Ausgewählter Auszug =>
>>>
Heinz Ferlesch: "Die Konzertserie mit der h-Moll-Messe war vor zwei Jahren fertiggeplant, nicht wissend, was 2020 auf uns zukommen würde."

Nini Tschavoll

All Klangkörper hatte es schwer in den letzten 14 Monaten. Besonders heikel aber war die Chorarbeit. Dirigent Heinz Ferlesch, künstlerischer Leiter der Wiener Singakademie und auch Chef des Chors Ad Libitum, musste so seine Erfahrungen machen. Nun aber suchen er und die seinen wieder Kontakt zu Klang und Publikum. Ferlesch wird mit dem Chor Ad Libitum, dem Originalklangorchester Barucco und Solisten Bachs "h-Moll Messe" aufführen – am 17. Juli in Sankt Valentin und am 18. Juli im Stift Herzogenburg.

Standard: Die Chorarbeit war ja besonders erschwert in den letzte 14 Monaten. Welche Phasen haben Sie und die ihren durchgemacht?

Ferlesch: Ich habe das große Glück, dass Teams sich von Anfang an für die Wiederaufnahme der Probentätigkeit eingesetzt haben. So war der erste Lockdown geprägt von der Erarbeitung eines Präventionskonzepts für die Wiederaufnahme der Proben – gemeinsam mit dem Wiener Singverein. So konnten wir schlussendlich auch dem Gesundheitsministerium und der damaligen Kunststaatssekretärin ein Konzept übermitteln. Die Wiener Singakademie hat beispielsweise von September 2020 – mit der Ausnahme von zwei Wochen im November – durchgeprobt. Dies allerdings mit einem strengen Covid-Konzept: Testung direkt vor der Probe, Singen mit FFP2-Maske, Abstände etc. Selbiges macht auch mein Chor Ad Libitum – insbesondere für die Erarbeitung der h-Moll-Messe

Standard: Wurden sie zum Aerosol-Spezialisten? An der Volksoper sang man teilweise mit Maske... was denke Sie?

Ferlesch: Spezialist würde ich nicht sagen, das muss man immer den Profis überlassen. Dennoch musste ich mich mit vielen Bereichen beschäftigen, von denen ich niemals gedacht hätte, dass sie zu meinem beruflichen Tätigkeitsfeld als Musiker gehören. Wir haben sogar an einer Aerosolmessung beim Singen teilgenommen.

Das Singen mit Maske haben meine beiden Chöre rund sechs Monate lang praktiziert. Schon die erste Probe hat gezeigt, dass die Angst und Scheu, die man als Chorleiter hat, wenn man an Singen mit Maske denkt, vollkommen unbegründet ist. Das Singen mit FFP2-Maske hat uns geschützt und unseren Probenbetrieb ermöglicht. Die Sängerinnen und Sänger haben diese Maßnahme mitgetragen. Die einhellige Meinung beider Chöre war: lieber mit Maske singen als ohne. Auch wenn wir froh sind, dass wir sie mittlerweile dank PCR-Tests wieder los sind.
<<<
[Daten zur Punktverortung in Bildern]
>>>
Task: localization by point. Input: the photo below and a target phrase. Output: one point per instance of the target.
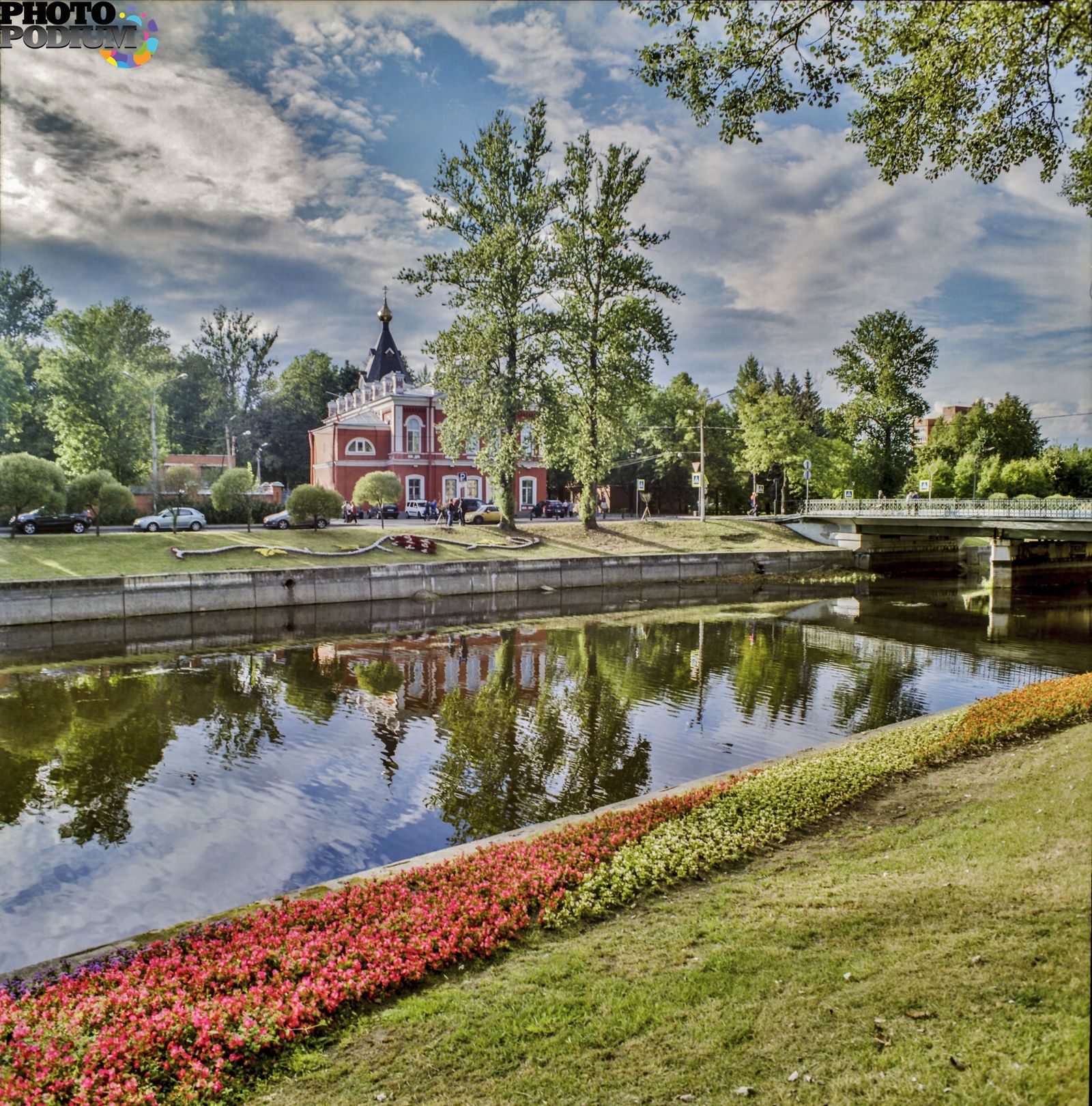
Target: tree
(1014, 430)
(239, 358)
(775, 438)
(609, 324)
(947, 84)
(28, 483)
(296, 406)
(379, 488)
(25, 304)
(881, 369)
(496, 201)
(100, 492)
(96, 383)
(232, 489)
(23, 401)
(310, 501)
<<<
Arbeitsauftrag =>
Gib den Wortlaut des Interviews mit Heinz Ferlesch von „Ferlesch: Spezialist würde“ bis einschließlich „beim Singen teilgenommen.“ unverändert aus.

Antwort =>
Ferlesch: Spezialist würde ich nicht sagen, das muss man immer den Profis überlassen. Dennoch musste ich mich mit vielen Bereichen beschäftigen, von denen ich niemals gedacht hätte, dass sie zu meinem beruflichen Tätigkeitsfeld als Musiker gehören. Wir haben sogar an einer Aerosolmessung beim Singen teilgenommen.